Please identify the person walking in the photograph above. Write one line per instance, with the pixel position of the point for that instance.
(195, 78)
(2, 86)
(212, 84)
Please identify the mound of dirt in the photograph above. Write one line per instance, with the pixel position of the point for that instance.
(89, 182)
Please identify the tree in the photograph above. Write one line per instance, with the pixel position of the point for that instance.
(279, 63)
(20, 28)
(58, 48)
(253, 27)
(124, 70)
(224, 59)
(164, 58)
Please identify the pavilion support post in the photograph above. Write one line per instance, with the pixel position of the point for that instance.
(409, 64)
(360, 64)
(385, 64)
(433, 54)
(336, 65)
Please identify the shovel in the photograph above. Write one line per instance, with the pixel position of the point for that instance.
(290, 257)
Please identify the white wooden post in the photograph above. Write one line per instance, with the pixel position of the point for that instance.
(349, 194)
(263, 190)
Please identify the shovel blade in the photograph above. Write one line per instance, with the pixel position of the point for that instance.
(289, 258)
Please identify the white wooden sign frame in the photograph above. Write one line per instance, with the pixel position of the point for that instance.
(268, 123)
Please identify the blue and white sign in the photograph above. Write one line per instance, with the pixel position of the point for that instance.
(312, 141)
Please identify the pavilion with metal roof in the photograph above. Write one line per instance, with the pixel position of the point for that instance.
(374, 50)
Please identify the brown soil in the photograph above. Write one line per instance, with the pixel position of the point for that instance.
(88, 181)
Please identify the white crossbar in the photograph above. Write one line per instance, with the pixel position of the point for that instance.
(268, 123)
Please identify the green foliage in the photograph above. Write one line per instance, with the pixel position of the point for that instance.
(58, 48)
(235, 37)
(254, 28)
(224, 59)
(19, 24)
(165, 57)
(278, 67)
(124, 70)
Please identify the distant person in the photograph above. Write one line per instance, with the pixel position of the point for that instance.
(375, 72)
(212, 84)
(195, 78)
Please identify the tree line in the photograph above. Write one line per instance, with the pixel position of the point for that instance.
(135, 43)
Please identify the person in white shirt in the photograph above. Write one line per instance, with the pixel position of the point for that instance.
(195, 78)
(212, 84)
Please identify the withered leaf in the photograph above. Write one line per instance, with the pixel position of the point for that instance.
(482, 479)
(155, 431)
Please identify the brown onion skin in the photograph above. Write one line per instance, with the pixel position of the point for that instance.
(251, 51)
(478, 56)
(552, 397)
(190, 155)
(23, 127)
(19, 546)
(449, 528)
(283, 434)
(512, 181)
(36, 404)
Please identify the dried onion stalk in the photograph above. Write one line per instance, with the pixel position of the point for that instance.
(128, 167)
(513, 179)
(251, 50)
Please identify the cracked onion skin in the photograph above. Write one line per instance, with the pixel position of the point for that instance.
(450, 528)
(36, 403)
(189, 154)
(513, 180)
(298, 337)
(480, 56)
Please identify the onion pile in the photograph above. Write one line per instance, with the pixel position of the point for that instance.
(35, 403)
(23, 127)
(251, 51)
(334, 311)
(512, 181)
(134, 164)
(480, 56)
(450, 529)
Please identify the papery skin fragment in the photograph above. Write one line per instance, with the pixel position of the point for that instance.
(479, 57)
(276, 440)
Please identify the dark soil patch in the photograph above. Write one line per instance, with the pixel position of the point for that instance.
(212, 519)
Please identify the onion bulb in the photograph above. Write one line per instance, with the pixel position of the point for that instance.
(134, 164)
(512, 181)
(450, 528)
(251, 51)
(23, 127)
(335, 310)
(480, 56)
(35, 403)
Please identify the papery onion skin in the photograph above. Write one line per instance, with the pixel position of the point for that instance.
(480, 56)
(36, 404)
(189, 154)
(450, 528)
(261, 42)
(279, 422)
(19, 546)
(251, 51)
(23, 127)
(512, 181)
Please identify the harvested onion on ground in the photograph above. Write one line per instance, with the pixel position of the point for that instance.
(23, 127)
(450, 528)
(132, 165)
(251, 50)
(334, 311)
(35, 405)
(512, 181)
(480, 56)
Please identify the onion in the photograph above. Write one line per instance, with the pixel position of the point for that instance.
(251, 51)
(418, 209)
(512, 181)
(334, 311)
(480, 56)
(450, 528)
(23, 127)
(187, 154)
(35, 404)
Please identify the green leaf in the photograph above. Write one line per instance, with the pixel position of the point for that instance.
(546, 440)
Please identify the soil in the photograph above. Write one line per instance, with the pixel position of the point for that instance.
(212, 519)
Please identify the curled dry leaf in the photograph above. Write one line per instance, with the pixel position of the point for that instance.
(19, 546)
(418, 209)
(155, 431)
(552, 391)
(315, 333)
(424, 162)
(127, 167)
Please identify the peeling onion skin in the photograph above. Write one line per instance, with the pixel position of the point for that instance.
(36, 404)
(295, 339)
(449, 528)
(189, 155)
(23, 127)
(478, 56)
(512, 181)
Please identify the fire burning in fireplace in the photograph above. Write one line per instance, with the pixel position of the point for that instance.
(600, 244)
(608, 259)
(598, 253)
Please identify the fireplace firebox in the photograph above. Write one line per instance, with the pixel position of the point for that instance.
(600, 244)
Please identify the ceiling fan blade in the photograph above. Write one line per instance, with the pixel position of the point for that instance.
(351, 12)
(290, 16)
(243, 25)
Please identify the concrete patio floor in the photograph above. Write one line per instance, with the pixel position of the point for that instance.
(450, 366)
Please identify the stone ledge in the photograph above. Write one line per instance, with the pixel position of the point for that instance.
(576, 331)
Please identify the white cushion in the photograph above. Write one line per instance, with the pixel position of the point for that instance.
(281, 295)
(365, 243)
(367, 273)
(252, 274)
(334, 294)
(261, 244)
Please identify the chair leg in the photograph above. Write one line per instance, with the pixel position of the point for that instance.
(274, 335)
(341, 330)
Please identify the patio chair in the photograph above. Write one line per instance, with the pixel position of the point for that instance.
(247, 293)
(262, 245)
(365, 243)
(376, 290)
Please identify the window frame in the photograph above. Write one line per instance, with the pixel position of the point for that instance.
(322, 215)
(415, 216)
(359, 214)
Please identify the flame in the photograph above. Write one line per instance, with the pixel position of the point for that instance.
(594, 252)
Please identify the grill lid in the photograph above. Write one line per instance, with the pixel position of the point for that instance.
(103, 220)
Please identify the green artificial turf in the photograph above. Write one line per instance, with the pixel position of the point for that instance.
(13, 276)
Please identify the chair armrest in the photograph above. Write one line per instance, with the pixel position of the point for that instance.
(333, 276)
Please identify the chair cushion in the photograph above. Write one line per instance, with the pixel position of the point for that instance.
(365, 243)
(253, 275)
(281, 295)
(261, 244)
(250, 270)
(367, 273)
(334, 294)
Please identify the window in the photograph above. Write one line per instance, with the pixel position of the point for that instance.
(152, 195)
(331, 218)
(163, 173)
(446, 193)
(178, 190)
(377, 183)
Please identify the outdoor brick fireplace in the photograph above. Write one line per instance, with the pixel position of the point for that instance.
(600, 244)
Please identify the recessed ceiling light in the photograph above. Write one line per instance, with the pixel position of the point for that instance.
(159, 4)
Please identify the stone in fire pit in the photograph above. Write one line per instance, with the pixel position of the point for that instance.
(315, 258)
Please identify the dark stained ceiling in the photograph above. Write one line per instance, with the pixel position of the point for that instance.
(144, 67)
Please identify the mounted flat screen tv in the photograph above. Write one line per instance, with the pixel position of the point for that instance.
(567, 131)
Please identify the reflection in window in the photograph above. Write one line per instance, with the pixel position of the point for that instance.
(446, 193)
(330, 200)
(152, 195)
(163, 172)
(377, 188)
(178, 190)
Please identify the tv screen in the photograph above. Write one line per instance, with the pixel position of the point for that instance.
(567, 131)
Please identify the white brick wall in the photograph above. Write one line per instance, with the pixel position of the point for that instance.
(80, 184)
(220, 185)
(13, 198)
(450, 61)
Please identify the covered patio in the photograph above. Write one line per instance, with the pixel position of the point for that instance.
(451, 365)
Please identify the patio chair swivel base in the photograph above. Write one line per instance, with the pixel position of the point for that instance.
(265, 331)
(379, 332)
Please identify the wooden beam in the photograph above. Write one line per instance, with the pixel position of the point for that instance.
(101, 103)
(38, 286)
-*-
GIVEN EXERCISE> Each line from the one containing "Please identify the reflection" to the final line of the entries above must be returned exactly, and no other line may appear.

TASK RESULT>
Please identify the reflection in window in the photograph above. Write one line per instance, with the pixel position of the point for that instance.
(446, 193)
(330, 200)
(152, 195)
(163, 172)
(377, 188)
(178, 190)
Please identify the tv screen in the photograph above. Write one line per instance, with the pixel position of the point for that instance.
(567, 131)
Please identify the white brick wall in the photograph above. Write one line per instance, with the pixel position of the point for that instance.
(80, 184)
(220, 185)
(13, 198)
(450, 61)
Please identify the covered patio in the photograph above. Write one line per instance, with the pixel position of the point for that instance.
(451, 365)
Please identify the patio chair swivel base in the photograph above. Write one line per instance, with the pixel position of the point for that instance.
(265, 331)
(379, 332)
Please identify the wooden beam in the photograph above. Write one line per instance, with the pixel position of the point for that instance.
(101, 103)
(38, 286)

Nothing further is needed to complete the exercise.